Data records

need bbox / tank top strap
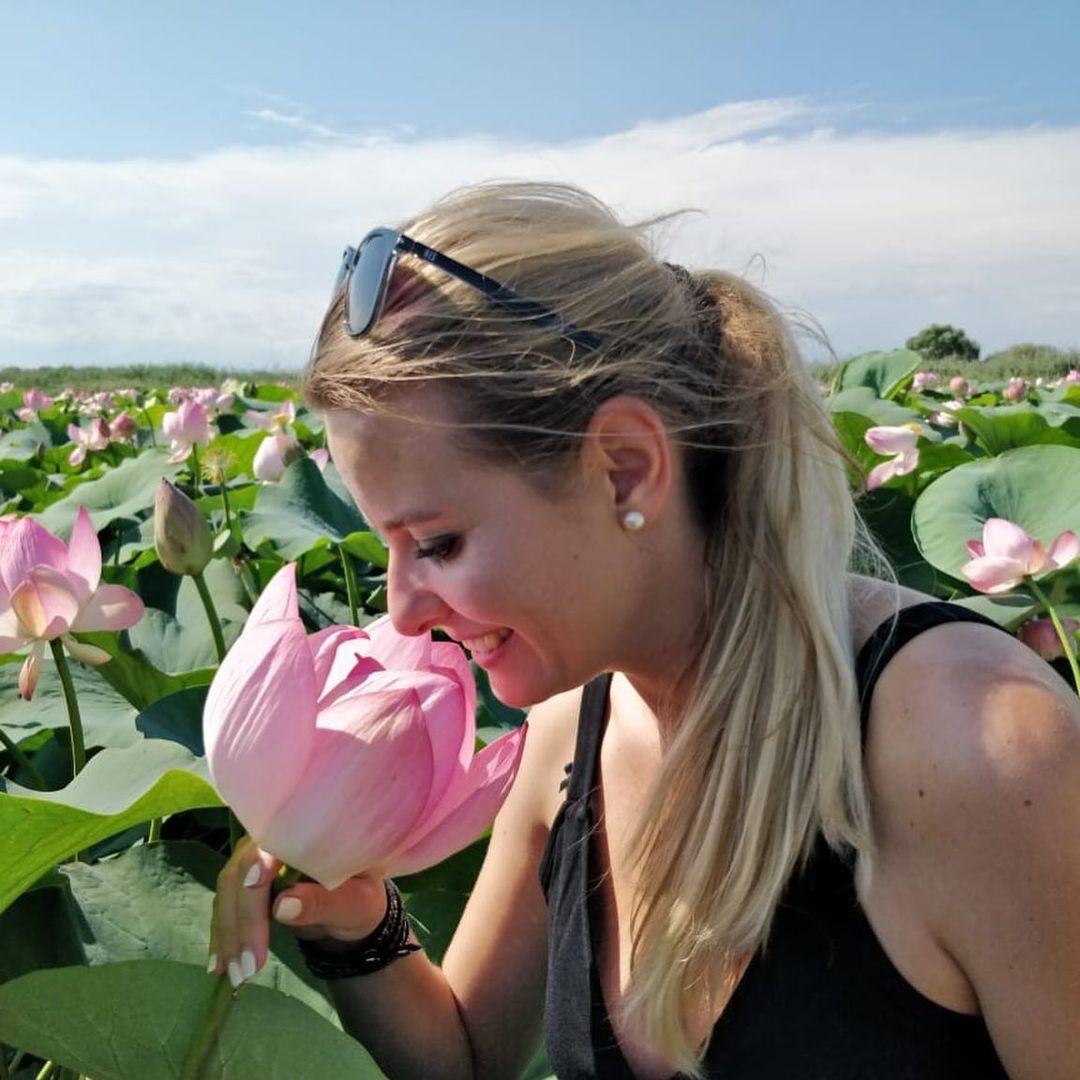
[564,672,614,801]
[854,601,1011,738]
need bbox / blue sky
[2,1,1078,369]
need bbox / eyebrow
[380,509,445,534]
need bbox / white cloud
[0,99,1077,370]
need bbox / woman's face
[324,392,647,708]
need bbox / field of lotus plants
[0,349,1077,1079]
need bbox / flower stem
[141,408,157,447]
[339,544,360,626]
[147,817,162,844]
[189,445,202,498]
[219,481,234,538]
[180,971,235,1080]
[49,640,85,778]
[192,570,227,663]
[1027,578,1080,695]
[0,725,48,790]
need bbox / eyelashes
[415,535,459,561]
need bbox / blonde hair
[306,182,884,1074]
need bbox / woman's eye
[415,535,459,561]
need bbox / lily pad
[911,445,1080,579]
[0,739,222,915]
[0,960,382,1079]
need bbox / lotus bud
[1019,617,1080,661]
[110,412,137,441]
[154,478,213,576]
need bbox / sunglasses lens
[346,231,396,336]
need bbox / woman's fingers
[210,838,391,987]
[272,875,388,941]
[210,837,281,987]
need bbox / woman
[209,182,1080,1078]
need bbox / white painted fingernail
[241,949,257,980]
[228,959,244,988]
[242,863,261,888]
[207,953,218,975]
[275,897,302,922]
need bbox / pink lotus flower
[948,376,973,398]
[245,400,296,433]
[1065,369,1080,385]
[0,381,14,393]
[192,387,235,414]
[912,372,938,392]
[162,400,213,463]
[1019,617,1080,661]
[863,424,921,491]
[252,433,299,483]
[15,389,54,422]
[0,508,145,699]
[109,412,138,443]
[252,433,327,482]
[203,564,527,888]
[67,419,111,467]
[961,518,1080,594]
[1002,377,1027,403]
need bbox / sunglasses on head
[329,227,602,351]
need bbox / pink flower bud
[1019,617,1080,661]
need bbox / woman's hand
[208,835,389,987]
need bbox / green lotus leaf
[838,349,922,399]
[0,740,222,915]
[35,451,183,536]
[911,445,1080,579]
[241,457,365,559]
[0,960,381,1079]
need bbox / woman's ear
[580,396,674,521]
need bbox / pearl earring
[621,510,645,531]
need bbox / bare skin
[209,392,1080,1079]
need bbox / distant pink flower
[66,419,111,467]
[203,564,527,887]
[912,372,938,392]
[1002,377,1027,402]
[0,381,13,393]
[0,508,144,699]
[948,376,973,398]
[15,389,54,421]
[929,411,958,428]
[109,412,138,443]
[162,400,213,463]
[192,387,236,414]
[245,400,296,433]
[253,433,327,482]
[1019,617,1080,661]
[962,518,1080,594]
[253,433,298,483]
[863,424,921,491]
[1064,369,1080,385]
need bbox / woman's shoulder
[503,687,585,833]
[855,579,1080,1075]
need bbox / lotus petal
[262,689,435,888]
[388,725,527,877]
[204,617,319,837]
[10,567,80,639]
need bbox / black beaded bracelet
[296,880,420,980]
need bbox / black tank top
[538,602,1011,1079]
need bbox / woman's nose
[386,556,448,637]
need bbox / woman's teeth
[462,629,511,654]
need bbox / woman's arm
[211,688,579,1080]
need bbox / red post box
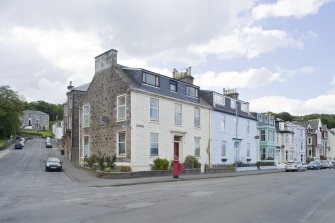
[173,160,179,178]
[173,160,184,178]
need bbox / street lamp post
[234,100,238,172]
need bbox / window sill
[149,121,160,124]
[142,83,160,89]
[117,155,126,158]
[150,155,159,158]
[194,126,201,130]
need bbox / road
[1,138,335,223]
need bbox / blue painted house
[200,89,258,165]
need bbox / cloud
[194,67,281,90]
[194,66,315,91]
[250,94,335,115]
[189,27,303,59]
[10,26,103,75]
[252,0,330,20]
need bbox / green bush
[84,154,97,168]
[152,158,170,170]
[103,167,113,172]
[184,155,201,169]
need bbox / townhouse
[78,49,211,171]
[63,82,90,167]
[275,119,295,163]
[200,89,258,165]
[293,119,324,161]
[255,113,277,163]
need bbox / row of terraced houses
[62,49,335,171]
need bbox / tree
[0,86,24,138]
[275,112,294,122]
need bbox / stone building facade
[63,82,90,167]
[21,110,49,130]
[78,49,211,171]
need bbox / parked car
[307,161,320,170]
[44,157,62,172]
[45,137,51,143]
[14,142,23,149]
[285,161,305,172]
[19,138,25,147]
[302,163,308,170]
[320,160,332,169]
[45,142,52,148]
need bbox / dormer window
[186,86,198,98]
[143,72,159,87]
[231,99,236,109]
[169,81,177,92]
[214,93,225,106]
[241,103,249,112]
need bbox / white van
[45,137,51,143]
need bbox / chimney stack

Required work
The answer is the line holding "need bbox / green bush" and all the lines after it through the end of the records, repeated exactly.

Written response
need bbox / green bush
[84,154,97,168]
[152,158,170,170]
[103,167,113,172]
[184,155,201,169]
need bbox / townhouse
[78,49,211,171]
[63,82,90,167]
[275,119,295,163]
[200,89,258,165]
[293,119,324,161]
[255,113,277,163]
need bbox / row of terraced houses
[62,49,335,171]
need bbox / tree
[0,86,24,138]
[275,112,294,122]
need bbox / stone building facade
[63,82,90,167]
[21,110,49,130]
[78,49,211,171]
need bbox / parked car
[307,161,320,170]
[44,157,62,172]
[45,137,51,143]
[14,142,23,149]
[285,161,305,172]
[19,138,25,147]
[302,163,308,170]
[320,160,332,169]
[45,142,52,148]
need bbox / dormer window
[186,86,198,98]
[143,72,159,87]
[231,99,236,109]
[169,81,177,92]
[214,93,225,106]
[241,103,249,112]
need bbox / white van
[45,137,51,143]
need bbox / chimney stack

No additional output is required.